## [What the task requires]
Reproduce the following records exactly from the line containing "mark the train front" onward, ending with the last line and including it.
* begin Data listing *
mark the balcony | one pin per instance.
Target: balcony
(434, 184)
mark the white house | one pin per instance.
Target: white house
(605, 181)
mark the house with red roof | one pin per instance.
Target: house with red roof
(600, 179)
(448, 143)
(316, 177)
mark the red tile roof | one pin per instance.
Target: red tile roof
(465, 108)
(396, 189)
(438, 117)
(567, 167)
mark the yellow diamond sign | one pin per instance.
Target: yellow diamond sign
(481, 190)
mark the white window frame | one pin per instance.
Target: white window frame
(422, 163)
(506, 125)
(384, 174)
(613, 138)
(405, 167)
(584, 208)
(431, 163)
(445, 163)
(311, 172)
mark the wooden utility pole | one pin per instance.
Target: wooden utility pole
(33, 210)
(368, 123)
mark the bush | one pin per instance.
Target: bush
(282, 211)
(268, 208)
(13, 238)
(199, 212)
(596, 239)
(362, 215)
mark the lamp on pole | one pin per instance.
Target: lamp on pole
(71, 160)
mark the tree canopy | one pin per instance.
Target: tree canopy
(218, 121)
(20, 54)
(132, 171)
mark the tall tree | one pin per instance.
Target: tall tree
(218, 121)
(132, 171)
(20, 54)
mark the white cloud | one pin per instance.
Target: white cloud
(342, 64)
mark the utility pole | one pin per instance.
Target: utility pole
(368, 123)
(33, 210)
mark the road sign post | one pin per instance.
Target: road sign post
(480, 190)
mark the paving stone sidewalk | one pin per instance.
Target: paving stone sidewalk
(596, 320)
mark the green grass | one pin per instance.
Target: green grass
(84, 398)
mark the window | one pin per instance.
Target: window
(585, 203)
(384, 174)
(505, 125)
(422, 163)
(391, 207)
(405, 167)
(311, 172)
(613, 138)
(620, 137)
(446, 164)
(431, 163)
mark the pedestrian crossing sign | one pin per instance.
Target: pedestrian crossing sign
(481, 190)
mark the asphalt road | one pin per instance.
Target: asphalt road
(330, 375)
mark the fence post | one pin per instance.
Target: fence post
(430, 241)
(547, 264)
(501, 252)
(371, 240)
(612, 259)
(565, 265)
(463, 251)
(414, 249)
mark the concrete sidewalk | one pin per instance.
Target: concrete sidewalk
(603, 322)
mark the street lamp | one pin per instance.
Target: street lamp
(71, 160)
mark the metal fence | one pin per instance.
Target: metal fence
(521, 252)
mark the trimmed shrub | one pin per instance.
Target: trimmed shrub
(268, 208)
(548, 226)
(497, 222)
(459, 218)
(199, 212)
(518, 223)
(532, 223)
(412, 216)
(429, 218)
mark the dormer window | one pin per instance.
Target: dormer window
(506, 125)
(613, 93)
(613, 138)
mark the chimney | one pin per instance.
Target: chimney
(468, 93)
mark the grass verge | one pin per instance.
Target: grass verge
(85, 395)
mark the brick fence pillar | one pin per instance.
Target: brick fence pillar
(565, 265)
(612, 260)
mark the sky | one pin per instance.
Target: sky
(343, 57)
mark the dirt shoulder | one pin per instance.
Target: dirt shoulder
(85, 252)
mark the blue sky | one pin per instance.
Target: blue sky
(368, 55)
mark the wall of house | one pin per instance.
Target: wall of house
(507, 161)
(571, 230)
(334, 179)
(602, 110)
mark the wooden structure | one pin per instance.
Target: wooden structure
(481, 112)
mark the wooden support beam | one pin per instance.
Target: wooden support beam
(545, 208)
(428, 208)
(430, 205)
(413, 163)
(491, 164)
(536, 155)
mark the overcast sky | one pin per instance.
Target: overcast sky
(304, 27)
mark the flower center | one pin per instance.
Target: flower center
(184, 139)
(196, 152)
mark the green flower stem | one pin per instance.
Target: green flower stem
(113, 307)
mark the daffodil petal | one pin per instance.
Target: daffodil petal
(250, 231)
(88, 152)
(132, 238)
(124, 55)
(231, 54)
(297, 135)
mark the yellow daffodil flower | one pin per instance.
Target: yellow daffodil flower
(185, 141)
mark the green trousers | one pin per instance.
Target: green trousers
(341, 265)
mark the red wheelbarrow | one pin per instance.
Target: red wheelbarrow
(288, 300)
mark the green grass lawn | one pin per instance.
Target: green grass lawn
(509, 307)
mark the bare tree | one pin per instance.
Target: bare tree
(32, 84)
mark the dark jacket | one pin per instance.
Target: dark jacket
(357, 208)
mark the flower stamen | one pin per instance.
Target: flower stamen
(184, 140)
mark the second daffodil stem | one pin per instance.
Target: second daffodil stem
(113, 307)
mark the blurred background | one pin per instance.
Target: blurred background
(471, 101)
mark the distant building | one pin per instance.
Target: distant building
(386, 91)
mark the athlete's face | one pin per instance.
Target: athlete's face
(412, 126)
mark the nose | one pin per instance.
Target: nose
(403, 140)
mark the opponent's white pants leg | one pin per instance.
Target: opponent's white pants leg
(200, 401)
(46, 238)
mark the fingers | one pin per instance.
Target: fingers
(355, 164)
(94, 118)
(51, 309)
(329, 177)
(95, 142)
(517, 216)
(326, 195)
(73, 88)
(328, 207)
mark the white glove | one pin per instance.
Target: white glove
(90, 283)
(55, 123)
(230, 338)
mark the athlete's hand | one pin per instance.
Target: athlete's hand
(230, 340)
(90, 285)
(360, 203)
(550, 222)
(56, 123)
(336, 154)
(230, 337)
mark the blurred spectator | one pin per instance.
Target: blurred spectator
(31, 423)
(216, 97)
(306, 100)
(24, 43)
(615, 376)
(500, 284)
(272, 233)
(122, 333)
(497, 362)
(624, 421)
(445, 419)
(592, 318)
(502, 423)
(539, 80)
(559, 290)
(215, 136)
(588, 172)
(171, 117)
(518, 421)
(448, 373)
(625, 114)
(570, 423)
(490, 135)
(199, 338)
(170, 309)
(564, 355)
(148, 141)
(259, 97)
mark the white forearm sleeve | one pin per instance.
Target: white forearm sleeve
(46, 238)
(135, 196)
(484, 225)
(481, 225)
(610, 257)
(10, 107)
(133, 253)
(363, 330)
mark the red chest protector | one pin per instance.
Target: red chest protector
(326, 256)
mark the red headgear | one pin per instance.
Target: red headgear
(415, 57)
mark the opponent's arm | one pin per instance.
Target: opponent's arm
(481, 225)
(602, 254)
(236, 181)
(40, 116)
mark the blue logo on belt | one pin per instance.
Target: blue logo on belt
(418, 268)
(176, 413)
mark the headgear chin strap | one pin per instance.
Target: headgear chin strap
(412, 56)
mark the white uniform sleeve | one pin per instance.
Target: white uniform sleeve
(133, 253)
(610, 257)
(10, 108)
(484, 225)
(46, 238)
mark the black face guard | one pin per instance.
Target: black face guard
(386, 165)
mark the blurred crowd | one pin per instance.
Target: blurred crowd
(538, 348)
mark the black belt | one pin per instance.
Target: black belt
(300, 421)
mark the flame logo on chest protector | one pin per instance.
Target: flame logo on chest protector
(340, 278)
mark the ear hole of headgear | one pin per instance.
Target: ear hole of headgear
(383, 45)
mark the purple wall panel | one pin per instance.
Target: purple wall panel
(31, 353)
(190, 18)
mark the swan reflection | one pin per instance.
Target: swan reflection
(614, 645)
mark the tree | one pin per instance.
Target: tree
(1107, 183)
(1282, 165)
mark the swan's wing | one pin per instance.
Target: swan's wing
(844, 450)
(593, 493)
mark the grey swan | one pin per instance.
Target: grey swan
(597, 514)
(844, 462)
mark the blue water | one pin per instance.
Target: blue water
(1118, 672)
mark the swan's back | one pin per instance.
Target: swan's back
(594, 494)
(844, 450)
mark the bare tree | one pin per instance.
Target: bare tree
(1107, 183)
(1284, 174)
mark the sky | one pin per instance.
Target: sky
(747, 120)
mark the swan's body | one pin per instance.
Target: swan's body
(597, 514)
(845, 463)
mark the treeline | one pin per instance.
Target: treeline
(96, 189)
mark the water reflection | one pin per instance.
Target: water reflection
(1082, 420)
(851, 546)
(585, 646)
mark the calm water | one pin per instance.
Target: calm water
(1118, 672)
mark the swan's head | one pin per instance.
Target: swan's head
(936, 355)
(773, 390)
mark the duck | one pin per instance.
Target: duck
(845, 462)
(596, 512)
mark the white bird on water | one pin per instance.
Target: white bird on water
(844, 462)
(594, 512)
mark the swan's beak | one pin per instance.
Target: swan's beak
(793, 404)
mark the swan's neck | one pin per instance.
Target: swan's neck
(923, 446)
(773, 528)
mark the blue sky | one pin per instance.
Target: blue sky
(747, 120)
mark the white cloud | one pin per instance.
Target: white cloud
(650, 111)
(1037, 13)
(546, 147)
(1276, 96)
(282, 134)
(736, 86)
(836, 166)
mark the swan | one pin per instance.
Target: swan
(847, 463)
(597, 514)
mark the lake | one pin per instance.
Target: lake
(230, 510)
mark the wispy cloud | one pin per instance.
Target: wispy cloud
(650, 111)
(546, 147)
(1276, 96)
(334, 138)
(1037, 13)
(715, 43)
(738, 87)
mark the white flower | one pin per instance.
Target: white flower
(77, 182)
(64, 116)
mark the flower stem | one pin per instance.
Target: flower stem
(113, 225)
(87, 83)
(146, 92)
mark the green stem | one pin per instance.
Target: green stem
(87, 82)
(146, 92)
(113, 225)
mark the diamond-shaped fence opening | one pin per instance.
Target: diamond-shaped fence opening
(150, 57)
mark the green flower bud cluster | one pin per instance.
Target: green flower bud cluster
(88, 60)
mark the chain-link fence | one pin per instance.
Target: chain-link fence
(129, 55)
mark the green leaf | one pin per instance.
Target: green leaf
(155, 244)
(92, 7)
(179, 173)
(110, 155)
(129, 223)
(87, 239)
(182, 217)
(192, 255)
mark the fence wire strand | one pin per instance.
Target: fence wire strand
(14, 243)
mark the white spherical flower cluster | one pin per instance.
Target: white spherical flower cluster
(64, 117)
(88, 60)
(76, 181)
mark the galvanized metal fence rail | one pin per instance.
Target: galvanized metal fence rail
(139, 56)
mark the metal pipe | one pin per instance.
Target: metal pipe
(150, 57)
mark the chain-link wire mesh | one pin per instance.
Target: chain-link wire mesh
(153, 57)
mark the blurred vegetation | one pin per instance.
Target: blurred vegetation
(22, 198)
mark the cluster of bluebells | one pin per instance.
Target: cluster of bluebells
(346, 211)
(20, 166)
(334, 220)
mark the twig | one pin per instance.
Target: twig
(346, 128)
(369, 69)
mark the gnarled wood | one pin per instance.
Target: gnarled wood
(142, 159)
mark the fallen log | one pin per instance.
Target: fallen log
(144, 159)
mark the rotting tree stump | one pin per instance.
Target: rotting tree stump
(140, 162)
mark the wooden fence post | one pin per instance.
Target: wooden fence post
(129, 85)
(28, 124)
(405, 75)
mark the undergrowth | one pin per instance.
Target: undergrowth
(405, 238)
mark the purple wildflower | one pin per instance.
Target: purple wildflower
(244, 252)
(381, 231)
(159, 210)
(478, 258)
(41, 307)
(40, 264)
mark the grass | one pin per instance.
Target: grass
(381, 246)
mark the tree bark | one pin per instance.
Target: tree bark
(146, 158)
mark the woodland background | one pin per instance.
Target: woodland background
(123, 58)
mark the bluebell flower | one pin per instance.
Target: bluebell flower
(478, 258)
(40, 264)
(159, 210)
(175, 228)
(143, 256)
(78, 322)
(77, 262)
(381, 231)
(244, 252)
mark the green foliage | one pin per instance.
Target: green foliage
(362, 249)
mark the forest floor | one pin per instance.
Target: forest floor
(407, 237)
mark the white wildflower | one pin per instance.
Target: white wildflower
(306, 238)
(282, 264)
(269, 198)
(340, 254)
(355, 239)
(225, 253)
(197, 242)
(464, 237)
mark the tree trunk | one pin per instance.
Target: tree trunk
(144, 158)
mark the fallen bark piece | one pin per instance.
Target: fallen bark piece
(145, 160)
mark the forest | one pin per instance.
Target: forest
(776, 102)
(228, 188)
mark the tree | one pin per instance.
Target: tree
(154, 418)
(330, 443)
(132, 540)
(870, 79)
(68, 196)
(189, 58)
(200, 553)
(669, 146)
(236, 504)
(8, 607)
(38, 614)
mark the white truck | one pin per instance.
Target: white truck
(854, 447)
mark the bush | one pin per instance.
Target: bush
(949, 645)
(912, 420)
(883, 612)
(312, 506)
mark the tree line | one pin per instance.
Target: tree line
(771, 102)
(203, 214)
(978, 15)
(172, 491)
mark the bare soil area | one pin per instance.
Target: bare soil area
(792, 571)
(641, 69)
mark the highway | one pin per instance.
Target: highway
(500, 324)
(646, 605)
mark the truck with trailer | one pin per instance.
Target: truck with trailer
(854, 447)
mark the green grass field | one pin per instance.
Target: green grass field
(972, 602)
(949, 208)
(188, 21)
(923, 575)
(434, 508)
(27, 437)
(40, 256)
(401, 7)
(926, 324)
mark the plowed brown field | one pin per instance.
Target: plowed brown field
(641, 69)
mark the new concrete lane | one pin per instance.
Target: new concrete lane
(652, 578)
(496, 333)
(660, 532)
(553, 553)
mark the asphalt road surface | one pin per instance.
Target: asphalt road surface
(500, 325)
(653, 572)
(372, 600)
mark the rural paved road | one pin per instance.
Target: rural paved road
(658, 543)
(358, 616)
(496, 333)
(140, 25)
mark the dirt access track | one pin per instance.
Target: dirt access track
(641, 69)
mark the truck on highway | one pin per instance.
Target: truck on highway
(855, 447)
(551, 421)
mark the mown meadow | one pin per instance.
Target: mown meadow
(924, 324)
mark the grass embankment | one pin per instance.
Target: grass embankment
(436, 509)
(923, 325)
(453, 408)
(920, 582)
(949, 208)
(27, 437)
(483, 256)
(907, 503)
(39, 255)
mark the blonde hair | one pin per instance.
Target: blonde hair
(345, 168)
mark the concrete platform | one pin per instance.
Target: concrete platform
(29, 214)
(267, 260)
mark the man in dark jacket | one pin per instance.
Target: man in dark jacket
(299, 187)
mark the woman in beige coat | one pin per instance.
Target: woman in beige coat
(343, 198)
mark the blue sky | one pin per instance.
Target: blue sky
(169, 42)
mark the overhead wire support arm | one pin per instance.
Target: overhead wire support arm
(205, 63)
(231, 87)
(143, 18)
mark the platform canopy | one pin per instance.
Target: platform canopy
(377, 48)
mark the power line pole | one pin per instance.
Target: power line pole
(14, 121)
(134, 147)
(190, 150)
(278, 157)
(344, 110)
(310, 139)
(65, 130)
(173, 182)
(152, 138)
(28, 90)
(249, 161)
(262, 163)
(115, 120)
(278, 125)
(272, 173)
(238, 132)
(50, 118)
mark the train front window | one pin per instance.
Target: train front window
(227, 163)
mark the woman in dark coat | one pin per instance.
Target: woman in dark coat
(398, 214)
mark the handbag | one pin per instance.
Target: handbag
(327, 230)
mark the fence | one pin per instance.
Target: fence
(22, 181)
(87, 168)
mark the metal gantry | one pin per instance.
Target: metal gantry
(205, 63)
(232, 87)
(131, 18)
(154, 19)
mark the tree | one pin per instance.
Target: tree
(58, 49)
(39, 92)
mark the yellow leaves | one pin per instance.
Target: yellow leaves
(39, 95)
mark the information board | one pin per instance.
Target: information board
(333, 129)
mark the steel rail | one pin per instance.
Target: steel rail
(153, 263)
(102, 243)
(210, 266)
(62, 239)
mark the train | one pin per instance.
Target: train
* end Data listing *
## [Reply to the exercise]
mark the train front window | one pin per instance.
Target: train front window
(227, 163)
mark the woman in dark coat | one pin per instance.
Target: woman in dark coat
(398, 214)
mark the handbag | one pin per instance.
Target: handbag
(327, 230)
mark the fence | one pin per instance.
Target: fence
(22, 181)
(87, 168)
mark the metal gantry | one pin per instance.
Target: metal gantry
(205, 63)
(232, 87)
(131, 18)
(154, 19)
mark the tree | one pin per instance.
Target: tree
(58, 49)
(39, 92)
mark the yellow leaves | one pin per instance.
Target: yellow leaves
(39, 95)
mark the information board | one pin per instance.
Target: information board
(333, 129)
mark the steel rail | one pin per instance.
Target: steel rail
(153, 263)
(102, 243)
(210, 266)
(62, 239)
mark the train | one pin per instance.
Target: train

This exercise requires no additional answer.